Point localization data:

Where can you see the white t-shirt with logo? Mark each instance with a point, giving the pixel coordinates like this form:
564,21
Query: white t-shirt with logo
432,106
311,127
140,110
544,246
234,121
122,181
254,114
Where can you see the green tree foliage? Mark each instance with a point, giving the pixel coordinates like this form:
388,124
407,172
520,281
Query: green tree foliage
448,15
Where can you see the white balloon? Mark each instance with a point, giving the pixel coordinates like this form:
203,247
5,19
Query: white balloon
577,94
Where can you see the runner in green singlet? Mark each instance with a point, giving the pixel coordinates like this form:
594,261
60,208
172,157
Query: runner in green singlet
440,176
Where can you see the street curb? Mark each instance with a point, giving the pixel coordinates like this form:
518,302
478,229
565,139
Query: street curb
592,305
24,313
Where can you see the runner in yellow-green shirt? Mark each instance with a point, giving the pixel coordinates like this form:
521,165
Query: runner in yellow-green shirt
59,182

--

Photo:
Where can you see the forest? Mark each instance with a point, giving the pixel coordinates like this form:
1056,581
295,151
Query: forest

* **Task instructions**
What is needed is each line of the entries that contains the word "forest".

* **Solution to this task**
Where can you see the forest? Mark each instance with a point, giving the pixel coordinates like this form:
Query: forest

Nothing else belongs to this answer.